**Task instructions**
Reproduce the listing below verbatim, from the first line to the last.
BEGIN Entries provided
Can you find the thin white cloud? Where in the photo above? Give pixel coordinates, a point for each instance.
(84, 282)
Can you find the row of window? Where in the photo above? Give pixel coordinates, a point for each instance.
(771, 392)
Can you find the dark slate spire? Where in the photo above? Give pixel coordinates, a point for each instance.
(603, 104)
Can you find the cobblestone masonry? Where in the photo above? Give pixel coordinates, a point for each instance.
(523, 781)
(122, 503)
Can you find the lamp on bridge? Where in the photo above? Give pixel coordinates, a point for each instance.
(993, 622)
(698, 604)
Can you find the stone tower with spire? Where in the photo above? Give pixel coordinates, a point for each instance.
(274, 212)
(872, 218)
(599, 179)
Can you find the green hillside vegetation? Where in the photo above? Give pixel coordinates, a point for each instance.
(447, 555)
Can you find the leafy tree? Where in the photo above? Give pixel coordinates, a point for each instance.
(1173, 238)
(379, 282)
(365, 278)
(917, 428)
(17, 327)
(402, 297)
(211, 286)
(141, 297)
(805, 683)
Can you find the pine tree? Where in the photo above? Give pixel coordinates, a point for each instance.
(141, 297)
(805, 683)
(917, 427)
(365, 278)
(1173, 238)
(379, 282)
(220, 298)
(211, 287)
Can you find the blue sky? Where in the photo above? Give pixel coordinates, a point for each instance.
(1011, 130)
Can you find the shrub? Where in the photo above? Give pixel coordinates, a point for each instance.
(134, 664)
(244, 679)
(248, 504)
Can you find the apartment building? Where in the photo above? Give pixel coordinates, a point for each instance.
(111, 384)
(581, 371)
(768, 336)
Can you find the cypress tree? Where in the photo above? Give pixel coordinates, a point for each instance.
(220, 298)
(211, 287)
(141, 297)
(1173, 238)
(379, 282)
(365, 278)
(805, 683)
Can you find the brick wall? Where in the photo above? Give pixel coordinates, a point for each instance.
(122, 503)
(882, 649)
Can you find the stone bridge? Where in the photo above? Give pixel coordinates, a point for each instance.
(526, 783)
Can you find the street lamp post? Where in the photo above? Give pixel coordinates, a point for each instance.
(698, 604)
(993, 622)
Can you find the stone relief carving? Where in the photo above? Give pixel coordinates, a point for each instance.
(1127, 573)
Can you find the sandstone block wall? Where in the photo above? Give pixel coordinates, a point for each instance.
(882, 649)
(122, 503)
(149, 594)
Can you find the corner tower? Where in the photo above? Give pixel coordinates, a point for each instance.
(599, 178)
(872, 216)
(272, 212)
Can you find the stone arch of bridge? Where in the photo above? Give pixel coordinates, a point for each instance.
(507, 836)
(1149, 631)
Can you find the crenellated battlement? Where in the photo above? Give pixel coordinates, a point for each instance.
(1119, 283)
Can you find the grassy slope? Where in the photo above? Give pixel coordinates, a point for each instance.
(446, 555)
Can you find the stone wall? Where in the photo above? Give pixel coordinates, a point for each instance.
END Entries provided
**The response**
Can you find the thin white cloud? Where in the photo above? Give pixel coordinates, a point for each instance.
(84, 282)
Can you find the row of window? Where in the photo above? Give pixel coordinates, a point for each instance.
(771, 392)
Can you find the dark slate spire? Where in the photo above? Give pixel coordinates, a point for each instance.
(603, 104)
Can you find the cobblestone masonry? Where in the photo above? Give pixel coordinates, a point for each instance.
(523, 781)
(122, 503)
Can you find the lamp on bridge? Where in the photo above? Give pixel coordinates, a point for each instance.
(993, 622)
(698, 604)
Can you find the stone tower with spire? Where in the photo above? Give pixel coordinates, a point for each instance.
(274, 212)
(872, 218)
(599, 179)
Can you find the green hillside vegetation? Where in the photo above? Give pixel coordinates, a point for each instance.
(447, 555)
Can you find the leafy tree? Where in the photo above? Give pixel coordinates, a point for each instance.
(1173, 238)
(379, 282)
(365, 278)
(917, 428)
(17, 327)
(402, 297)
(211, 286)
(141, 297)
(805, 683)
Can you find the pine tree? Where in the photo above? Give pixel coordinates, a point for each instance.
(141, 297)
(805, 683)
(917, 427)
(365, 278)
(1173, 238)
(379, 282)
(220, 298)
(211, 287)
Can you find the blue sky? Where in the photo above? Give pixel coordinates, a point for each instance.
(1011, 130)
Can you find the shrub? Where in the photo above? Give pixel coordinates, a point for each instance.
(134, 664)
(244, 679)
(248, 504)
Can you find the apartment building? Where in the photo above? Give pixel coordinates, a point for each instance.
(111, 384)
(581, 371)
(768, 336)
Can you find the cypress tree? Where in the photo above? Give pixel coordinates, a point for each instance.
(220, 298)
(211, 287)
(141, 297)
(1173, 238)
(379, 282)
(365, 278)
(805, 683)
Can you find the brick wall? Where in the photo above? Give pixel coordinates, a point for each instance.
(122, 503)
(882, 649)
Can you find the stone bridge? Where in the photo above? Give pixel coordinates, a point for each instance.
(526, 783)
Can you find the street lamp post? Where in the photo above? Give pixel coordinates, a point for each instance.
(698, 604)
(993, 622)
Can you find the stone relief carving? Where in the photo above? Give pixel coordinates, a point for each instance.
(1127, 573)
Can you find the sandstone block wall? Where in the photo above? Give pixel coordinates, a point for each instance.
(882, 649)
(122, 503)
(149, 594)
Can you find the corner tower? Where in the photo above? Give pixel coordinates, a point for each instance.
(599, 178)
(872, 216)
(272, 212)
Can you find the stone arch of bridge? Where in the photo above? Give pixel coordinates, a point for each instance.
(507, 836)
(1149, 631)
Can you find the crenellated battlement? Where in the photo above? Give pixel coordinates, a point for each instance.
(1119, 283)
Can you find the grassy slope? Where in the photo above? Give pixel coordinates, a point for each instance.
(446, 555)
Can you find the stone wall? Where in the photo above? Give pixel coordinates, a point for each instance.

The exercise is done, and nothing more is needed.